═══ Passage provided

Shettar's star has been steadily on the rise. Beginning her international career in 2003 with just two sculptures at the Talwar Art Gallery in New York, she has progressed to group and solo shows at several venues, including the Institute of Contemporary Art in Boston, the Carnegie Museum of Art in Pittsburgh, the Liverpool Biennial, the National Gallery of Victoria in Melbourne, the Hermès Foundation in Singapore and MoMA in both New York and San Francisco.

In 2007, Shettar also created a special sculpture Me, no, not me, buy me, eat me, wear me, have me, me, no, not me for the eighth Sharjah Biennial. Shettar handpicked the low-rise Heritage area, which recreates traditional Arab architecture, as the site for her modern work. Woven out of scrap steel from old cars and a marked departure from her usual airborne creations, the sculpture is a comment on consumerism. It is now in the permanent collection of MoMA in San Francisco.

All this international acclaim has not made her any more keen for attention. It takes several calls and emails through her New York-based gallery before pinning her down for a meeting. When we finally meet in her part-time studio in Bangalore, filled with half-finished sculptures that look like props for a sci-fi movie, the slight and unassuming Shettar sheepishly explains that she often has no email or mobile phone reception back home in Sagar. And she doesn't miss them. "Living in a small town is the closest I can come to getting away from it all."

Much of Shettar's work is inspired by her small-town surroundings. Her ethereal, fragile constructions reference light, water, dewdrops, birds and sunshine with titles such as Sun Sneezers Blow Light Bubbles and Vasanta (Hindi for spring).

Roobina Karode, the director of the Delhi-based Kiran Nadar Museum of Art, which recently acquired one of Shettar's sculptures, says: "Against the effects of urbanisation in a high-tech Bangalore, Ranjani's work is refreshing, employing traditional craft techniques of India to arrive at a contemporary, visual expression."

Yet Shettar does not like to emphasise her nationality. Unlike many of her peers, who use bindi (the dot worn by many Indian women on their foreheads), steel utensils, cow dung and other recognisably subcontinental motifs, her work could be from anywhere.

"Am I Indian? I suppose it depends on how you see Indian-ness. When I was starting out, I did hear from some gallery owners that my work should be more Indian. Luckily, I don't get that now. My roots find their way into my work sometimes, but it's never a conscious decision," she says.

She often uses traditional materials in her sculptures, such as tamarind kernels, muslin, beeswax or lacquer, but she is just as likely to use stainless steel, latex and fishing line and, once when she was travelling in Texas, mesquite wood.

══════
═══ Dataset entries

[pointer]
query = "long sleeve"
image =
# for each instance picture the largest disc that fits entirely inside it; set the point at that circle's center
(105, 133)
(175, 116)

══════

* **Short exercise**
Carry on the profile of the sculptor Shettar from the point where it stops. The records were taken from a different source than the text.

* **Output of the task**
"I use whatever material suits my purpose. I like to work with my hands rather than with tools, so most of my materials are very tactile. For my sculpture Just a Bit More [now in MoMA New York's permanent collection], which features hundreds of beeswax pellets, I formed every pellet by hand." Shettar is also fascinated by suspension. Most, though not all, of her sculptures are hung from the ceiling. "I want people to surround it, walk around it and see it from every angle."

Shettar keeps a very low profile in her home country. So far, her sculptures have never been displayed in Bangalore, and very rarely in India, because most private galleries don't have the space for her monumental work. But many Indian sculptors, after years of struggle, are finally being recognised, both overseas and back home.

The Delhi-based Bharti Kher's sculpture of a slumping elephant covered with thousands of bindis, The Skin Speaks a Language not its Own, sold at Sotheby's in London for US$1.5 million (Dh5.5m) in 2010. It is now in the collection of the Kiran Nadar gallery. Meanwhile, the sculptor and artist Subodh Gupta's massive stainless steel sculpture Line of Control was shown in the London's Tate gallery to much acclaim, and has recently returned to India, again acquired by the Kiran Nadar gallery. A sculpture by the Mumbai-based Sudarshan Shetty sold for a reported $153,000 at Art Basel last year.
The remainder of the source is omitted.